◆ Document text:
= No-show job =

Form of corruption where one is paid to not show up

A no-show job or fictitious employment is a paid position that ostensibly requires the holder to perform duties, but for which no work, or even attendance, is actually expected. The awarding of no-show jobs is a form of political or corporate corruption.

A no-work job is a similar paid position for which no work is expected, but for which attendance at the job site is required. Upon auditing or inspection, personnel assigned to a no-work job may be falsely justified to the controllers as waiting for work tasks or not being needed "right now." For example: no-show or no-work jobs may be used during illegal activities for scamming a construction project to generate extra payout or to provide alibis.

== Organized crime and corruption ==
The New York Times has written: "The no-show job has long played a central role in the annals of crime and corruption in New York, offering an efficient way for crooked politicians, union officials, mobsters and all manner of miscreants to funnel kickbacks and bribes to friends, family members, business associates and even themselves". Philip Carlo, in his biography of Anthony "Gaspipe" Casso, writes that no-show jobs are "a classic Mafia setup" and that such positions were highly prized among mobsters. A 2012 report of the Waterfront Commission of New York Harbor found that "no-show jobs held by relatives of mobsters and other well-connected people continue to vex government officials trying to make the ports more efficient and more competitive".

◆ Stored data:
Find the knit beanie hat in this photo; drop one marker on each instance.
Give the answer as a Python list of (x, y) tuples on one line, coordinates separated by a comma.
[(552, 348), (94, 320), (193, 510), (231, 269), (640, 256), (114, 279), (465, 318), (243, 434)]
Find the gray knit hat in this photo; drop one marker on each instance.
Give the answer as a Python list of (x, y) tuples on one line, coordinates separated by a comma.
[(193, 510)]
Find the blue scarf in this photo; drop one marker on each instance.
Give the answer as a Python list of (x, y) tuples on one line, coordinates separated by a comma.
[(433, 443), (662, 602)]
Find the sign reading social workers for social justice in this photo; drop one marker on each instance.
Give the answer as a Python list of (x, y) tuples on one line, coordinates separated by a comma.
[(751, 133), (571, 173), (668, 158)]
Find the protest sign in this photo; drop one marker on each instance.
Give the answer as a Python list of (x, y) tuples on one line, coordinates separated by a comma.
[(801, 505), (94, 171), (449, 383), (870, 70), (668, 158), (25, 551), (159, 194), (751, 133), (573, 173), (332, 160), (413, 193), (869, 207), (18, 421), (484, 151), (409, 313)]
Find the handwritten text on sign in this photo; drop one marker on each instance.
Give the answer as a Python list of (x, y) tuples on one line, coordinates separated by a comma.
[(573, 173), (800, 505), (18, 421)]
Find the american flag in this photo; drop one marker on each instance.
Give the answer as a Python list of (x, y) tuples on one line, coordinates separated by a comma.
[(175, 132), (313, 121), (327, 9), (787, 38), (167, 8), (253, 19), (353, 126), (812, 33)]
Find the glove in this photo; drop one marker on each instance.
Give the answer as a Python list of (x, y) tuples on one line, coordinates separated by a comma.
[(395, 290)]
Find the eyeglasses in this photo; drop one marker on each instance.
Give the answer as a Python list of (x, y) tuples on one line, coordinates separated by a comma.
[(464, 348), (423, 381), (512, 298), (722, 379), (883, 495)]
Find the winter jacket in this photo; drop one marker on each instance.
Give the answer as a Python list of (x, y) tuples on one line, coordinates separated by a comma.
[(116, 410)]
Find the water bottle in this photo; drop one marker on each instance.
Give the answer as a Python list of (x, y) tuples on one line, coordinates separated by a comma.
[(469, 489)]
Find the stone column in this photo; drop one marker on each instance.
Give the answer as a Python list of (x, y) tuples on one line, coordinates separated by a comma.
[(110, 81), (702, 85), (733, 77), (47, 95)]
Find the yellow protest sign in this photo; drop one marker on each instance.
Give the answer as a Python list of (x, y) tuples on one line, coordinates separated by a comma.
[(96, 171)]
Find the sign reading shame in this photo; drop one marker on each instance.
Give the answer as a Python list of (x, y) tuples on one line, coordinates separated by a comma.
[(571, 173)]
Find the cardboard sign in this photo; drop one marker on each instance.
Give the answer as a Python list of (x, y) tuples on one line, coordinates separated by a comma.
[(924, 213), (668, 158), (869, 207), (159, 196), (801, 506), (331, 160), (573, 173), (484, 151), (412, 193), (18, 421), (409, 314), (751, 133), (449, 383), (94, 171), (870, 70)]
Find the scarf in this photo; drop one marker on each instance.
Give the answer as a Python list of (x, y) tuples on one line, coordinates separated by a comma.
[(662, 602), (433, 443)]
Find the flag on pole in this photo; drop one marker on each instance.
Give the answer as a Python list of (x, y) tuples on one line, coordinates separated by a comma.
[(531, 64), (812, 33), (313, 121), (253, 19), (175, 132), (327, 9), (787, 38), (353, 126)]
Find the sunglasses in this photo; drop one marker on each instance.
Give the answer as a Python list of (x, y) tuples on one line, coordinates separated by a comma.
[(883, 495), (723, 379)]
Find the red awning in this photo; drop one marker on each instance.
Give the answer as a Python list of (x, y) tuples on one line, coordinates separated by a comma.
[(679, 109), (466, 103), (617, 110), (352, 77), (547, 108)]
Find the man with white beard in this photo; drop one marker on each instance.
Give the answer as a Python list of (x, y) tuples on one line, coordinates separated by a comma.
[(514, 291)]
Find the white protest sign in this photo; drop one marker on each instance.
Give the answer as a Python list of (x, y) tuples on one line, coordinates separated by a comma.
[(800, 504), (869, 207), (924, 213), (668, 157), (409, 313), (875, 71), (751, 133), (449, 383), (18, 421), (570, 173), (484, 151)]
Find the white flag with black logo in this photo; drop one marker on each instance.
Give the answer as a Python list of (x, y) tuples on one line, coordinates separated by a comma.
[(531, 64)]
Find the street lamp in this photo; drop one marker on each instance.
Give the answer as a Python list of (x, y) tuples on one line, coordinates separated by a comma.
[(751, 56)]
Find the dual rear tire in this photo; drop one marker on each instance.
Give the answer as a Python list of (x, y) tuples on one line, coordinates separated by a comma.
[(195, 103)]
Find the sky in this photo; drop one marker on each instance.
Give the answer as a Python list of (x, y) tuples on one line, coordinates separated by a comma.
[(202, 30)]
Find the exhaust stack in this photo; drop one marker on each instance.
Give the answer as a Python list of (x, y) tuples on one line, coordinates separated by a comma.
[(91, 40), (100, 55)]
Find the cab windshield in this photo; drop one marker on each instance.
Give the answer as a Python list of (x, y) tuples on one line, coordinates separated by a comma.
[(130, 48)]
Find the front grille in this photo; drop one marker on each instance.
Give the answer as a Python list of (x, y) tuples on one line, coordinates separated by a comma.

◆ Problem to work on:
Do the following statements agree with the text on no-show jobs? For each, answer yes or no and quote the deciding words. (a) A no-work job requires attendance at the job site. (b) The 2012 report on no-show jobs at the ports came from The New York Times. (c) Philip Carlo describes no-show jobs as a classic Mafia setup.

◆ Exercise output:
(a) Yes: "but for which attendance at the job site is required"
(b) No: "A 2012 report of the Waterfront Commission of New York Harbor found"
(c) Yes: "no-show jobs are "a classic Mafia setup""